--- TASK REQUIREMENTS ---
Once the pictures are set aside, transcribe each line of the data exactly.

* * * *

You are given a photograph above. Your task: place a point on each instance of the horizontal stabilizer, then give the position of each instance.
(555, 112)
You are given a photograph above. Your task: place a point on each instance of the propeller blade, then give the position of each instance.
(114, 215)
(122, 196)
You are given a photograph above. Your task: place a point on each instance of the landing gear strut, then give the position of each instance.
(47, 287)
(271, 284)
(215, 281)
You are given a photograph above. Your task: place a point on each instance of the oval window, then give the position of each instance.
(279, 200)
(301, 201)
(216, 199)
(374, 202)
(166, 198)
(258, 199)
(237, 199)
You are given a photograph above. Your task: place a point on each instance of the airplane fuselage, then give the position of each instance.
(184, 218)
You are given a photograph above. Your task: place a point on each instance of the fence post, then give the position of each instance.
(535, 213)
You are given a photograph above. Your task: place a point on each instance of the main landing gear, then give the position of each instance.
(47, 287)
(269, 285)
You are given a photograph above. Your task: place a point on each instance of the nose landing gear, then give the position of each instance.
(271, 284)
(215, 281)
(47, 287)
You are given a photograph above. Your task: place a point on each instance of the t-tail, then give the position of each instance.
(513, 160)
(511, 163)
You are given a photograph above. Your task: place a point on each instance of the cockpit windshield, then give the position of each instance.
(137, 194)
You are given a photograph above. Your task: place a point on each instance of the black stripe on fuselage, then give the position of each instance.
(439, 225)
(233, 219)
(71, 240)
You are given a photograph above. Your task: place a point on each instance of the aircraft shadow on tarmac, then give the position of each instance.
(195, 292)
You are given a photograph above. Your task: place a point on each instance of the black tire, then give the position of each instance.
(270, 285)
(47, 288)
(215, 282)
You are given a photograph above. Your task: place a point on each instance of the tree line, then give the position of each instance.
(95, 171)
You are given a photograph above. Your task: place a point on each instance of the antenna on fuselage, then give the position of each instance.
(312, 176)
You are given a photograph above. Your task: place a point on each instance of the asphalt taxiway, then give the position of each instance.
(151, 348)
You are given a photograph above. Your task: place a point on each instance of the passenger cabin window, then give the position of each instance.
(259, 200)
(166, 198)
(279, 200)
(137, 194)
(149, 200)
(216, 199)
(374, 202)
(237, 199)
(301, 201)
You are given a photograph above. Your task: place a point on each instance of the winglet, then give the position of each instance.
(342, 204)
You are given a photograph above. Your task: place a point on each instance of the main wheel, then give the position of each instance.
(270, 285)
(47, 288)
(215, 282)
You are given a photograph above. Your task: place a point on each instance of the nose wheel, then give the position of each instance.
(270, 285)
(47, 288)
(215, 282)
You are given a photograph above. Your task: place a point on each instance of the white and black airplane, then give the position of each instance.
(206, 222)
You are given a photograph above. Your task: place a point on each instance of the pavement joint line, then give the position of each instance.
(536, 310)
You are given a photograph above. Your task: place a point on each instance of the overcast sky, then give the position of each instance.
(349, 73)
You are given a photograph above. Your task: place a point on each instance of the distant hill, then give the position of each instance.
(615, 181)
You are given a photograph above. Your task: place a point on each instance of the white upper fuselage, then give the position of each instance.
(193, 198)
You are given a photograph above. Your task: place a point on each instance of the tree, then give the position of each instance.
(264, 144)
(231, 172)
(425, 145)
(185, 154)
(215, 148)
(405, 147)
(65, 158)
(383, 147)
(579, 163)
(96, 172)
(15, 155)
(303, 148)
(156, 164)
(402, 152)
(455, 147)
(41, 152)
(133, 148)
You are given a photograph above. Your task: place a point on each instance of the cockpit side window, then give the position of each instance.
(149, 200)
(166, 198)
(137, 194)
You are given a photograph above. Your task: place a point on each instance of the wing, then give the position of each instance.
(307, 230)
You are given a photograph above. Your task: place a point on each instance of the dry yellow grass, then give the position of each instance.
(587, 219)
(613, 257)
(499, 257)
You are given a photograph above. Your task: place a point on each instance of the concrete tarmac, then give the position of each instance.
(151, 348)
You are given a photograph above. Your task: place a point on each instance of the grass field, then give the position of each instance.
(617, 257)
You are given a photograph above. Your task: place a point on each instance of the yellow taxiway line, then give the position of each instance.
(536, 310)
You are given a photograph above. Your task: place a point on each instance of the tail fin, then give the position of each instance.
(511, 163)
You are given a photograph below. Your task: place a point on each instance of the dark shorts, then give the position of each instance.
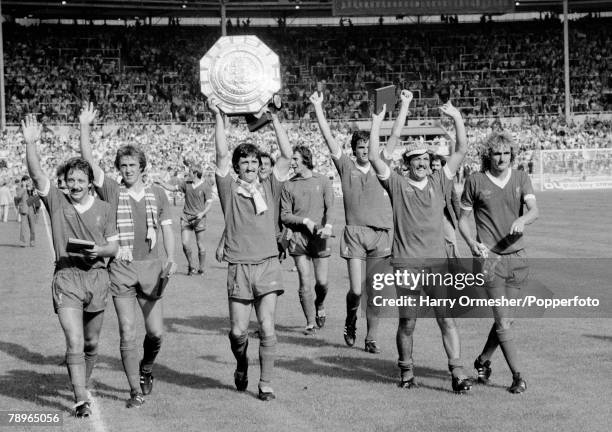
(501, 271)
(365, 242)
(191, 223)
(251, 281)
(136, 278)
(431, 288)
(309, 245)
(80, 289)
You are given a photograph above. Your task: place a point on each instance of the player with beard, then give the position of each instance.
(418, 202)
(497, 196)
(306, 203)
(80, 282)
(136, 272)
(265, 169)
(254, 275)
(367, 235)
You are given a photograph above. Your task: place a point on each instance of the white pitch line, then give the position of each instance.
(96, 419)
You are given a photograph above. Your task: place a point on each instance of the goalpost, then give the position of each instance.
(574, 169)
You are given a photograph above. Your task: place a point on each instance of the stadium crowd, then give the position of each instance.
(171, 147)
(146, 73)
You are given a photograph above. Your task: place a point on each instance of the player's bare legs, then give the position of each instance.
(201, 250)
(404, 341)
(92, 326)
(185, 240)
(240, 313)
(452, 346)
(152, 311)
(265, 307)
(357, 278)
(126, 316)
(71, 320)
(501, 334)
(302, 262)
(353, 297)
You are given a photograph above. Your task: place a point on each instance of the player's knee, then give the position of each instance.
(268, 340)
(267, 326)
(238, 336)
(305, 288)
(91, 344)
(155, 334)
(503, 323)
(237, 332)
(446, 325)
(406, 326)
(74, 343)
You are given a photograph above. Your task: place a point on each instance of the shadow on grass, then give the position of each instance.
(600, 337)
(38, 388)
(162, 373)
(221, 326)
(361, 369)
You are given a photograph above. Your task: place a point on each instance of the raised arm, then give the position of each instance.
(282, 164)
(461, 147)
(317, 102)
(31, 134)
(223, 158)
(478, 249)
(169, 246)
(380, 167)
(328, 204)
(86, 119)
(167, 186)
(396, 132)
(207, 207)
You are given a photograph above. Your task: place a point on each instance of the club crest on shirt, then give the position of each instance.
(485, 194)
(69, 211)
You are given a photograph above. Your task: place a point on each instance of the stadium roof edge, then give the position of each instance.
(113, 9)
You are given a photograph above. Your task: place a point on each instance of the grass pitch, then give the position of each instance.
(321, 384)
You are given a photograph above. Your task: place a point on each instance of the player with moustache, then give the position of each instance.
(418, 201)
(254, 274)
(80, 282)
(497, 196)
(137, 271)
(306, 203)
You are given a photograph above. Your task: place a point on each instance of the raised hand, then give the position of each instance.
(31, 129)
(316, 98)
(212, 106)
(449, 110)
(88, 113)
(406, 97)
(378, 118)
(517, 226)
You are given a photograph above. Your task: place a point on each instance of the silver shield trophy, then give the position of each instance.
(243, 74)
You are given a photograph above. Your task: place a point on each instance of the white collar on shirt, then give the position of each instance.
(82, 208)
(137, 196)
(420, 184)
(363, 169)
(501, 183)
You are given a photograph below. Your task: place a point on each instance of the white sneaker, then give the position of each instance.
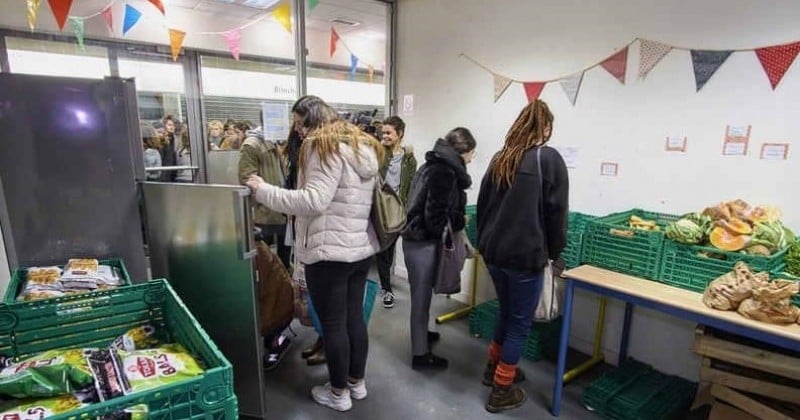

* * * *

--- TASK RESULT ---
You are given a photograph above. Your task: place a point on each instance of the horizontal stabilizer, then give the position of each instance.
(555, 112)
You are given a photograph above. Your task: place a point on each instance of the propeller blade, then give the position of each instance.
(114, 215)
(122, 196)
You are given a photograph above. Your task: place a point on each instance of the landing gear strut, then give the position of each instance.
(47, 287)
(271, 284)
(215, 281)
You are given a photograph above. Your task: place a point on each instance of the oval window, then give the position of each instance.
(279, 200)
(301, 201)
(216, 199)
(374, 202)
(166, 198)
(258, 199)
(237, 199)
You are given a photograph above. Your task: place a point on each instance of the airplane fuselage, then give the position of each instance.
(184, 218)
You are given a photograph above. Your task: place a point on each instance of the fence post, then give the position of each instance.
(535, 213)
You are given a photograph above. Your task: place a point on each instance of the main landing gear, then give the position of each instance.
(47, 287)
(269, 285)
You are given a photograph above. Your task: place a point on each instance of the nose landing gear, then give the position of each instance.
(271, 284)
(215, 281)
(47, 287)
You are given a photograph above. Your task: place a point on each instance of the t-tail, then give the position of each instance.
(513, 160)
(511, 163)
You are given a photograph above. Your task: place a point on each instance of the cockpit windshield, then give the position of each instance.
(137, 194)
You are given a photograph above. Your task: place a point on each instance of the black stripe on fuselage, then give the position of each instance.
(439, 225)
(233, 219)
(71, 240)
You are given a photograph above. Your task: place a point on each instance of the aircraft shadow on tarmac, then give the position of each instance.
(195, 292)
You are given a photograph above. Your task: place a point on each instance of the black tire, then give the position of each instance.
(270, 285)
(47, 288)
(215, 282)
You are given a photograph above. Your task: place a point on each instance of the tree line, then give the position of each instance.
(95, 171)
You are given a photograph above. Your task: place a point on each instance of the antenna on fuselage, then give the position of each instance.
(312, 176)
You are given a photograph above. Your task: place a point on each instance of the asphalt taxiway, then give the position of each instance.
(151, 348)
You are given a photograph above. Your task: place a point on each instance of the passenger cabin window, then give the position of each instance.
(259, 200)
(166, 198)
(279, 200)
(137, 194)
(149, 200)
(216, 199)
(374, 202)
(237, 199)
(301, 201)
You are given a photograph above. Your task: place a point on each instance of the winglet, then give the position of each instance.
(342, 204)
You are given a photograph above. Your task: place a point on each instance of the main wheel, then give the position of each instance.
(270, 285)
(47, 288)
(215, 282)
You are given a photograph above. Your task: place a point on each instance of the nose wheel, then give the position of each instance.
(270, 285)
(47, 288)
(215, 282)
You are given a photograph above. Your task: place a point on each instance of the white and black airplane, then give the position of each instance.
(206, 222)
You are given a photograph above. Your task: place a point on each instance of the pavement joint line, then give the position of each instance.
(536, 310)
You are given a photograph above. Your task: place a point on each instance of the overcast sky, then give the position of each instance.
(349, 73)
You are given a photograph above. Your task: place a point on each instance of the distant hill, then give the position of each instance.
(615, 181)
You are given a photograph above. Your task: place a point on each instance of the white upper fuselage, then give the position of each instance.
(193, 198)
You are given a photograph above. Your task: place a point on each instance of the tree, then give the position of each instance.
(264, 144)
(231, 172)
(425, 145)
(185, 154)
(215, 148)
(405, 147)
(65, 158)
(383, 147)
(579, 163)
(96, 172)
(15, 155)
(303, 148)
(156, 164)
(402, 152)
(455, 147)
(41, 152)
(133, 148)
You are given a photograph above. Your task: place a point on each instance of the cockpit side window, then give the position of each instance.
(149, 200)
(166, 198)
(137, 194)
You are given a photograph above. Your task: place a point on each instance of the wing, then give the position of each instance.
(307, 230)
You are given a photograph above. Your task: place a point on each instance of the dry yellow grass, then give the position of each instance.
(587, 219)
(613, 257)
(499, 257)
You are given a photograph above. Your task: place a point on each instance of the concrete tarmac, then give the position of each instance.
(151, 348)
You are given a photograph above. Your task: place a point on each instance of the grass field, then give the position of each instance.
(617, 257)
You are given a photograph above. Your task: place a point on each instance of the yellow taxiway line, then give the position of each instance.
(536, 310)
You are given a photograph above. Your task: place a point on each instance of the tail fin, then give the position of each instance.
(511, 163)
You are given a photograph below. Your task: place a point on each instance of the dark shorts, then give the position of each instance.
(501, 271)
(365, 242)
(191, 223)
(251, 281)
(136, 278)
(431, 288)
(309, 245)
(80, 289)
You are given a photograph above. Your task: place a point on each instance of the player with beard, then give the position of each instance.
(418, 202)
(497, 196)
(306, 203)
(80, 282)
(136, 272)
(265, 169)
(254, 275)
(367, 235)
You are given a photograph above. Your task: place a point on each instance of the white pitch line, then give the position of each instance.
(96, 419)
You are given a photograph above. Your task: place a point on each instance of the goalpost, then give the position of each instance.
(574, 169)
You are given a photograph above. Your task: place a point on each instance of the stadium crowd, then give the position of each instance.
(171, 147)
(146, 73)
You are given a photograph above. Your task: place a point on each instance of the player's bare legs, then give the position of each instance.
(201, 250)
(404, 341)
(92, 326)
(185, 240)
(240, 313)
(452, 346)
(152, 311)
(265, 307)
(357, 278)
(126, 316)
(71, 320)
(501, 334)
(302, 262)
(353, 297)
You are given a photograph above. Your task: place a point on each instance of the player's knee, then give the position of each instance.
(268, 340)
(267, 326)
(238, 336)
(305, 288)
(91, 344)
(155, 334)
(503, 323)
(237, 332)
(446, 325)
(406, 326)
(74, 343)
You are given a photograph above. Your task: place a point on each instance of the shadow on grass, then give the position of each instance.
(600, 337)
(38, 388)
(162, 373)
(221, 326)
(361, 369)
You are given a photograph above. Your task: place a point on each instance of the raised arm, then give the position of each instance.
(282, 164)
(461, 147)
(317, 102)
(31, 134)
(223, 158)
(478, 249)
(169, 246)
(380, 167)
(328, 204)
(86, 119)
(167, 186)
(396, 132)
(207, 207)
You are given a photograph above. Your task: place a point on each instance of the club crest on shirt, then give the position of each instance.
(485, 194)
(69, 211)
You are given a photograph above. Your task: place a point on each instance of the stadium roof edge, then give the position of each instance.
(113, 9)
You are given a photograph above. Your task: place a point on each instance of the grass pitch, then give the position of each instance.
(321, 384)
You are given a photograph above. Your task: place a point on each instance of the player with moustache, then give the position of each instance.
(418, 201)
(254, 274)
(80, 282)
(497, 196)
(137, 271)
(306, 203)
You are given a photograph above. Your task: place a point on each instance of the raised hand, then give the position of each instance.
(31, 129)
(316, 98)
(212, 106)
(449, 110)
(88, 113)
(406, 97)
(378, 118)
(517, 226)
You are given a photograph above. Your task: place a point on each instance of the silver shield trophy, then give the position of each instance.
(243, 74)
You are given a photograph above. Your task: place a point on each instance of the white collar on shirt, then give the position of each instance.
(82, 208)
(137, 196)
(420, 184)
(363, 169)
(501, 183)
You are given a photograph below. Your task: place a point on each instance of the white sneaker, then give the position of each instance.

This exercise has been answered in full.